### Data
★ ★ ★

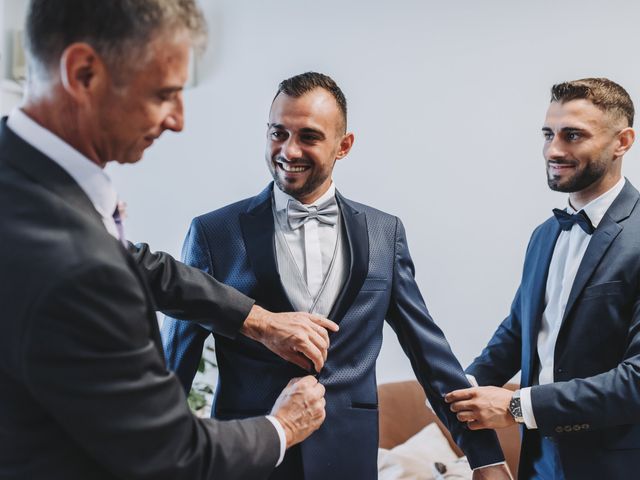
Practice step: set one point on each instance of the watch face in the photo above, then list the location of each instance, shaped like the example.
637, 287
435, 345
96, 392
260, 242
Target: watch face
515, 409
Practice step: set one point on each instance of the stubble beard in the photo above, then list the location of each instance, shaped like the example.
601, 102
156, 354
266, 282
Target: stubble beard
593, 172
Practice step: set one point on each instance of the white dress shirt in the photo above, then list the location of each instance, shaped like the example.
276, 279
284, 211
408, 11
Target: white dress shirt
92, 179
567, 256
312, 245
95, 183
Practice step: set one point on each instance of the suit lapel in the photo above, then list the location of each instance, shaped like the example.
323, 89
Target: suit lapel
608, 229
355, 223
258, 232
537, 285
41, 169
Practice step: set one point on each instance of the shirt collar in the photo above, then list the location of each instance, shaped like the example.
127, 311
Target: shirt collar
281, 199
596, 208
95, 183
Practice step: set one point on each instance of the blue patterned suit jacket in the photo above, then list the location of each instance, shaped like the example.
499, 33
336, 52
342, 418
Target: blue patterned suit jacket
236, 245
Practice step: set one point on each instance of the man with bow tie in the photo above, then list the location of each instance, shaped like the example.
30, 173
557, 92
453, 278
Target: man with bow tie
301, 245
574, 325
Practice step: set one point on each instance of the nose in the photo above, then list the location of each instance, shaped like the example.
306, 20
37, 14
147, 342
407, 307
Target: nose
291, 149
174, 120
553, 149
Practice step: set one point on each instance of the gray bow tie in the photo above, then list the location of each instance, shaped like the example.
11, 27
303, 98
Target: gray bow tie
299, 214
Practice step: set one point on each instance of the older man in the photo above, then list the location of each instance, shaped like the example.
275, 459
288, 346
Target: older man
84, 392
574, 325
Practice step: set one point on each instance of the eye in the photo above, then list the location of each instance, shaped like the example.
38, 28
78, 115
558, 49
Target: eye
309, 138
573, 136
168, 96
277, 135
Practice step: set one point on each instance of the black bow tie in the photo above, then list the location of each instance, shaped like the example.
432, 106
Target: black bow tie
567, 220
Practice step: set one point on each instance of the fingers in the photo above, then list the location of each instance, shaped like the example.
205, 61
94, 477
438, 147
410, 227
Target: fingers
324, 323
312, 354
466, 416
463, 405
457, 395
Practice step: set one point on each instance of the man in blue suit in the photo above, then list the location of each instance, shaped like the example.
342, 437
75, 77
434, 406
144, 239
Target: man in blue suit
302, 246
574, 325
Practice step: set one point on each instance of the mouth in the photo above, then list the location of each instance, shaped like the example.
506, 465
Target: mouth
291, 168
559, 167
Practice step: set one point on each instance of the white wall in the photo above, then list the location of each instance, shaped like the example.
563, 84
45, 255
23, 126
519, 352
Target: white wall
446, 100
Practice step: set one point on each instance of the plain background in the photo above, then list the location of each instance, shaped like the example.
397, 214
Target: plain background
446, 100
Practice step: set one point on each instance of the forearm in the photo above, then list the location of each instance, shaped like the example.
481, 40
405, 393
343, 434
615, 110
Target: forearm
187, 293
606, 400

★ ★ ★

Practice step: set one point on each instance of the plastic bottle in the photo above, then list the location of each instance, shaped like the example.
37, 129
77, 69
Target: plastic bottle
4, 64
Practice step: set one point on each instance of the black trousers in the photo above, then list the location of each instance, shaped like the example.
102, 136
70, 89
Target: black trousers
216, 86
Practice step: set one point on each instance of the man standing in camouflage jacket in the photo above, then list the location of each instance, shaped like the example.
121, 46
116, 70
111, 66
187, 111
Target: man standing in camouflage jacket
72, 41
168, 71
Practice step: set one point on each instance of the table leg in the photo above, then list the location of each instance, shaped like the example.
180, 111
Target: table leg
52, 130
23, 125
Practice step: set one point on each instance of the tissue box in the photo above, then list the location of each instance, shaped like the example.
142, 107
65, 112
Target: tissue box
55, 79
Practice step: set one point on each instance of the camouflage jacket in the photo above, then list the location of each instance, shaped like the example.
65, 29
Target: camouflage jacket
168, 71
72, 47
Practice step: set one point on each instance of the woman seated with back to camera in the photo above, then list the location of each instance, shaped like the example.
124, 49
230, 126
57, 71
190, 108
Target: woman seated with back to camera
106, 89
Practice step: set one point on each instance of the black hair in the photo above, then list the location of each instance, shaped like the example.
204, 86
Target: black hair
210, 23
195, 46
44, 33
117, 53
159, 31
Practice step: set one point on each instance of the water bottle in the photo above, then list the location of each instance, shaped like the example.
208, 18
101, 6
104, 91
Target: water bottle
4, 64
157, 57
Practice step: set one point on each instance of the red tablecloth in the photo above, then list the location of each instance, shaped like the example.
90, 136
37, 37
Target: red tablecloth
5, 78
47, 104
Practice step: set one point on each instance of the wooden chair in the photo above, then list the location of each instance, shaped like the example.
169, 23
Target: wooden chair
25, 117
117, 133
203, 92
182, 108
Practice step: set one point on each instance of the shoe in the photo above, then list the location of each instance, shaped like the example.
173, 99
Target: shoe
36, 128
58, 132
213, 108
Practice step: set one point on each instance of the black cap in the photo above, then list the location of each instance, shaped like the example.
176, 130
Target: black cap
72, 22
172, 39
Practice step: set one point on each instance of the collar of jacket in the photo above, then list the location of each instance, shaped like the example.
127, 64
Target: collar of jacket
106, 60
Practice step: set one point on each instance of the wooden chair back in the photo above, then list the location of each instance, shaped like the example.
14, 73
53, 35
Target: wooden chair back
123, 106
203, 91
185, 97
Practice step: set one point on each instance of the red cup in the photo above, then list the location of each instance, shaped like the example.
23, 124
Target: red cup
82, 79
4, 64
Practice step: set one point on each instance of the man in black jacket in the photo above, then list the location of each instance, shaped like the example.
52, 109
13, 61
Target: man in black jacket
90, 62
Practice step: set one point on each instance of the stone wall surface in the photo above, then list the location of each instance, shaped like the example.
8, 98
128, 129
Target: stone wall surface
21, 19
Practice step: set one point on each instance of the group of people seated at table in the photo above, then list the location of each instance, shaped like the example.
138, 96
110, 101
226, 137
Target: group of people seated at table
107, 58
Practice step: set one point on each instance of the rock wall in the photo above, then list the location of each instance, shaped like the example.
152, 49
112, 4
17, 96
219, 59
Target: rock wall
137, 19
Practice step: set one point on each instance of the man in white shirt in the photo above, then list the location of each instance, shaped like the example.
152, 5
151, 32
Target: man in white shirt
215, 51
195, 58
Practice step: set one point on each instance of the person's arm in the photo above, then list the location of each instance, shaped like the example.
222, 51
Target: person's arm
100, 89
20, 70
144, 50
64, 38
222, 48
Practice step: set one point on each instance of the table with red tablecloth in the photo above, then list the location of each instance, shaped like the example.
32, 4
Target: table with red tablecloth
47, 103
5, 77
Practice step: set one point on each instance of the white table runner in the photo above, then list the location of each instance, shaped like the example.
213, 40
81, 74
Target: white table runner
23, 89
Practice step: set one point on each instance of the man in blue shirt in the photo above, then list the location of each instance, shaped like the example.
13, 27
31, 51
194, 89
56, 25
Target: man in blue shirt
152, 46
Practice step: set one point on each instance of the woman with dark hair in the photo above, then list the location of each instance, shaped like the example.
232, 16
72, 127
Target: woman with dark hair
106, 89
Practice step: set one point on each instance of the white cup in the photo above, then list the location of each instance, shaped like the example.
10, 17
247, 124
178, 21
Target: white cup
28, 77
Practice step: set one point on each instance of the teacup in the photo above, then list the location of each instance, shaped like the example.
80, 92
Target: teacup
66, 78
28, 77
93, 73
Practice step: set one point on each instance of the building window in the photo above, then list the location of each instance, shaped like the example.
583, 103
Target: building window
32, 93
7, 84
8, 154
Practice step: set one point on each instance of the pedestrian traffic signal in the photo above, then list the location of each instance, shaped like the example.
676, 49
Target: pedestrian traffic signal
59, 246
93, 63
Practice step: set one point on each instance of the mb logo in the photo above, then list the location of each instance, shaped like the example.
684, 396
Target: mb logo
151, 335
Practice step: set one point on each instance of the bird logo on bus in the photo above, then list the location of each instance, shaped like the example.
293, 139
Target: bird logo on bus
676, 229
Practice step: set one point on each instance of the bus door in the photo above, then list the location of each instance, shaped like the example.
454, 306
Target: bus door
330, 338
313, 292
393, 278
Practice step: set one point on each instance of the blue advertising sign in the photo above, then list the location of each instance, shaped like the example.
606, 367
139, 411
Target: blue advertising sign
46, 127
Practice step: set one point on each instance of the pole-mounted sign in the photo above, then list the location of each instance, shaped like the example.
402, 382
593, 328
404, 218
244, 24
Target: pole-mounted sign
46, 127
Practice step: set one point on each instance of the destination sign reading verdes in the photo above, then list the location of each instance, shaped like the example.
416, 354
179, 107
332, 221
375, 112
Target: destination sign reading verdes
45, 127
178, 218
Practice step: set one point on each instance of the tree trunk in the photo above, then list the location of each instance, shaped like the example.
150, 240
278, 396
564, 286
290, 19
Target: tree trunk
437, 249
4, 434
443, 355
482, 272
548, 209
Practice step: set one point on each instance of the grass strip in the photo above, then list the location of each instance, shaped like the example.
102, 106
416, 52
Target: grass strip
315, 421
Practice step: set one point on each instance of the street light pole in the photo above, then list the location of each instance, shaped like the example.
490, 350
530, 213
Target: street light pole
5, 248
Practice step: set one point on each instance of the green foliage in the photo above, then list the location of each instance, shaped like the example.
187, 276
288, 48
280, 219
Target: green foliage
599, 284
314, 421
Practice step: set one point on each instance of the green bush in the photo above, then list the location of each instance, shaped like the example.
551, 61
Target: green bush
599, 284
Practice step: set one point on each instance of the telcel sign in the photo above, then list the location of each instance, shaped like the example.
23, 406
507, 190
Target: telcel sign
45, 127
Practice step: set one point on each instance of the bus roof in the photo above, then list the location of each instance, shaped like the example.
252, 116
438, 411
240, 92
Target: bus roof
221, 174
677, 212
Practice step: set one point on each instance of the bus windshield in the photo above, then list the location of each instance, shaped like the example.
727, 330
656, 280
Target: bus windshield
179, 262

★ ★ ★

### Direction
Pull out every line of the material above that contains the string "strip", and list those lines in their original order.

### Task response
Practice step: set one point on each instance of the grass strip in the photo above, then list the location of each instance, shaped like the example.
Target: grass strip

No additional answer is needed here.